[Text block Boundary: Start]

African-American women, especially in the southern United States, are underrepresented in cancer genetics research. A study was designed to address this issue by investigating the germline mutation rate in African-American women in Arkansas with a personal and/or family history of breast cancer. Women were tested for these mutations using a large panel of breast cancer susceptibility genes. In this analysis, we discuss the challenges encountered in recruiting African-American women from an existing biorepository to participate in this study.
We attempted to contact 965 African-American women with a personal and/or family history of breast cancer who participated in Spit for the Cure (SFTC) between 2007 and 2013 and provided consent to be recontacted. The SFTC participants were invited by telephone and email to participate in the genetic study. Enrollment required completion of a phone interview to obtain a family and medical history and return of a signed consent form.

[Text block Boundary: End]
[Extracted data Boundary: Start]

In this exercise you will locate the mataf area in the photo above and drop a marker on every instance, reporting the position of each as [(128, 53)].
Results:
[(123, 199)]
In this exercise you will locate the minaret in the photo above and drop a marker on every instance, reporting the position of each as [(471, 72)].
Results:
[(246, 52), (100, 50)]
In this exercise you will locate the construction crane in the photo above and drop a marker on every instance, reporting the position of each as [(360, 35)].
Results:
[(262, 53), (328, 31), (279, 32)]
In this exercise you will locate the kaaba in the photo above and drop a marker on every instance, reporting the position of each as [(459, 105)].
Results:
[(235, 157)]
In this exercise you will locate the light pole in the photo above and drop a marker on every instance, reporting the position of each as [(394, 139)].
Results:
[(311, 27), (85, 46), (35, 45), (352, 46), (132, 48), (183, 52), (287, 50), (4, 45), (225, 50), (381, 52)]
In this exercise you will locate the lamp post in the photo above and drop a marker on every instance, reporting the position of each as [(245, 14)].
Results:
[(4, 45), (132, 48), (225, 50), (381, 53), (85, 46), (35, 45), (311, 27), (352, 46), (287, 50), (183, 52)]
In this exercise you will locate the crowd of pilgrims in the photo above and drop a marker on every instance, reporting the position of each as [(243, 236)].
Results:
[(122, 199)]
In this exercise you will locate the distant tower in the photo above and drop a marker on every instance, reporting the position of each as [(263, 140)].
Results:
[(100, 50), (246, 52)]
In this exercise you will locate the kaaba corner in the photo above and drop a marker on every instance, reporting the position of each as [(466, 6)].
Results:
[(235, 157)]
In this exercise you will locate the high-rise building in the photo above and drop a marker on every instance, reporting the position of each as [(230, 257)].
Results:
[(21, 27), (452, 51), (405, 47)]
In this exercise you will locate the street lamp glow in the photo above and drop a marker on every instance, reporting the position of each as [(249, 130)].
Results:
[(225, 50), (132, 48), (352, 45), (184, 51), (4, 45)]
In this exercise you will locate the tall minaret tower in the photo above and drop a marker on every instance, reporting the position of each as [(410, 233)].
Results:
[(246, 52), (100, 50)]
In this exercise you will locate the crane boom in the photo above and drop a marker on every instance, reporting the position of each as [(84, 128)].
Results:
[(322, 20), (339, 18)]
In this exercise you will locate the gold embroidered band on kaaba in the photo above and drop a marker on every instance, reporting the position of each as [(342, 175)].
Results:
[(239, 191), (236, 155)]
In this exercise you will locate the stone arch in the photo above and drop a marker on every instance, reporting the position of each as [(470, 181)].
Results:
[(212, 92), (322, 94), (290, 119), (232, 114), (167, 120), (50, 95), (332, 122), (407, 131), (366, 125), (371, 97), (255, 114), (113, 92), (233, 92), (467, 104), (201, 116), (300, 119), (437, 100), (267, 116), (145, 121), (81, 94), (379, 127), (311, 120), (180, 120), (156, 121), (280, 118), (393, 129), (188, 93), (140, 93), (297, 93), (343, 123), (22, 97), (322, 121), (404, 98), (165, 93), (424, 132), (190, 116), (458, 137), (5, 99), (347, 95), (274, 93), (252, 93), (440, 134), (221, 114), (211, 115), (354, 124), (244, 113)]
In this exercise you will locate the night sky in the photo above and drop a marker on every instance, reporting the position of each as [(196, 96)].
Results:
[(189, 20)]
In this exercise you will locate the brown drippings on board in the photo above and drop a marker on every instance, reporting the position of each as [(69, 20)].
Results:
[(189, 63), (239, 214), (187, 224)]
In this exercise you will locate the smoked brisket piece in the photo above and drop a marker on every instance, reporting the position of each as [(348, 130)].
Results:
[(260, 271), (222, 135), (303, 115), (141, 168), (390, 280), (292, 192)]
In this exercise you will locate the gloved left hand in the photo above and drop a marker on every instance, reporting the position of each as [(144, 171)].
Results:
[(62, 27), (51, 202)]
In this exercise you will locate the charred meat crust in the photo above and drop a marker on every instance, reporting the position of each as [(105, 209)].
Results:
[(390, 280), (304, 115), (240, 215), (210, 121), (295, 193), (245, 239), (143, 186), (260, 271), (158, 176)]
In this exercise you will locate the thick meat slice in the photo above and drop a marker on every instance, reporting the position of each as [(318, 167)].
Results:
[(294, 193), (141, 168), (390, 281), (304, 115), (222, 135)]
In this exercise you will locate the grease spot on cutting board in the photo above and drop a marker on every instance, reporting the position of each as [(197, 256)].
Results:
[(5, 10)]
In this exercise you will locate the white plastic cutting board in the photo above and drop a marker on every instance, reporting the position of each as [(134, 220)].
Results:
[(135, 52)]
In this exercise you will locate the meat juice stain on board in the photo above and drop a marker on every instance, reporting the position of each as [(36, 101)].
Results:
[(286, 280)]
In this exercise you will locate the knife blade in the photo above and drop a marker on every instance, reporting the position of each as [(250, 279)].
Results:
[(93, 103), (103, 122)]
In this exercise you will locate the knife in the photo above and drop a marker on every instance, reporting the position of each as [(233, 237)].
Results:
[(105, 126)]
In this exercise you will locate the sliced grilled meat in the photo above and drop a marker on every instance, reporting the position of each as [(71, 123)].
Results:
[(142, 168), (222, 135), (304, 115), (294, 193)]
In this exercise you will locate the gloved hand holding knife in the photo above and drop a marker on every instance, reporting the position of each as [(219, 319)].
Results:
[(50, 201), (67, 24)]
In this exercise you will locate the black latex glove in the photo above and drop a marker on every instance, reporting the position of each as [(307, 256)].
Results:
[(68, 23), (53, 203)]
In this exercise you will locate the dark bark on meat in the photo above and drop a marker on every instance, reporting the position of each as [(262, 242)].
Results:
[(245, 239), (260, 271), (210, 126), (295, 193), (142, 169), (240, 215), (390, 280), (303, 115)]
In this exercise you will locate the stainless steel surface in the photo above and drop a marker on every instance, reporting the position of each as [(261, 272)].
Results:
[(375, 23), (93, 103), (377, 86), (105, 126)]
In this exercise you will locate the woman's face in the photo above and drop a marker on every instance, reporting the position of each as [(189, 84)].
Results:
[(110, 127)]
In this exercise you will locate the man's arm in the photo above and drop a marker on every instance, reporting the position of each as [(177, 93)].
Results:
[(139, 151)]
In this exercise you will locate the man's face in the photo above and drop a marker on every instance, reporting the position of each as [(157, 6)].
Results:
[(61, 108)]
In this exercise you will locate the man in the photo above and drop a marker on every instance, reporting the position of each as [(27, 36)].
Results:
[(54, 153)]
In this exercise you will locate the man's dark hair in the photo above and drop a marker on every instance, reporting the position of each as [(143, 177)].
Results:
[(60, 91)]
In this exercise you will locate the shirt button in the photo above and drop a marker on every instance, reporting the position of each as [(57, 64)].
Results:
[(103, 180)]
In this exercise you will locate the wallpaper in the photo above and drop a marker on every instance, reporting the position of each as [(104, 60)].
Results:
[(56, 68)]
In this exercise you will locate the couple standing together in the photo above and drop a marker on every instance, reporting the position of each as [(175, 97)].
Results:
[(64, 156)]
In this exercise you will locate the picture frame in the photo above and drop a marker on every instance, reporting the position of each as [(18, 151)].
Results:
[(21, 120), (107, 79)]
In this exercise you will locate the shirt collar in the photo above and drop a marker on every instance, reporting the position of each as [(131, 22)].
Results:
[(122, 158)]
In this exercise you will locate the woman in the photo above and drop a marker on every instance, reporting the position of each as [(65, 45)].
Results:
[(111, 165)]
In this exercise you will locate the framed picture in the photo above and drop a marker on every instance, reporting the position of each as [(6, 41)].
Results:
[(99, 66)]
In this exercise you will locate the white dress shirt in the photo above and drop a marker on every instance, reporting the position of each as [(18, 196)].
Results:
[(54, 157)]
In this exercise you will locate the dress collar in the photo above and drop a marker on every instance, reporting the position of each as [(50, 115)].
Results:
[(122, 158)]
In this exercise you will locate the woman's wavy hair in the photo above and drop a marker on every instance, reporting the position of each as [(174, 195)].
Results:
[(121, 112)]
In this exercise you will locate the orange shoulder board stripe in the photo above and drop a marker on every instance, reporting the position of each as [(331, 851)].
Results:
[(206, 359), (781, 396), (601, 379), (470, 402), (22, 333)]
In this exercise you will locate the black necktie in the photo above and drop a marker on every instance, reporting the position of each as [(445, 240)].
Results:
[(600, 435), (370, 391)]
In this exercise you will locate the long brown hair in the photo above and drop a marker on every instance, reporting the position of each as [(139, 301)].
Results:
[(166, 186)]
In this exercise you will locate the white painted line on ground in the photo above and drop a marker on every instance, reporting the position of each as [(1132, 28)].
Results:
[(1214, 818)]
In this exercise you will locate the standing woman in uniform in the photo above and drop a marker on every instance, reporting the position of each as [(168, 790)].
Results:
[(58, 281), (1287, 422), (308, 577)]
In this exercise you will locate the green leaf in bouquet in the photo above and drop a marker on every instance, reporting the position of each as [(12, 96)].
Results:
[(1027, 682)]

[Extracted data Boundary: End]

### Goal of the exercise
Can you continue the passage on recruiting African-American women in Arkansas for the breast cancer genetics study, starting right after its final sentence?

### Task response
Among eligible SFTC participants, 39.6% (382/965) were able to be contacted with the phone numbers and email addresses they provided. Of these, 174 (45.5%) completed a phone interview and returned a signed consent form. Others were not able to be contacted (n = 583), declined to participate (n = 57), did not keep phone interview appointments (n = 82), completed the phone interview but never returned a signed consent (n = 54), were deceased (n = 13), or were too confused to consent to participate (n = 2).
Recruiting African-American women into our breast cancer genetics study proved challenging primarily due to difficulty establishing contact with potential participants. Given their prior participation in breast cancer research, we anticipated that this would be a highly motivated population. Indeed, when we were able to contact SFTC participants, only 14.9% declined to participate in our study. Innovative communication, retention, and recruitment strategies are needed in future studies to address the recruitment challenges we faced.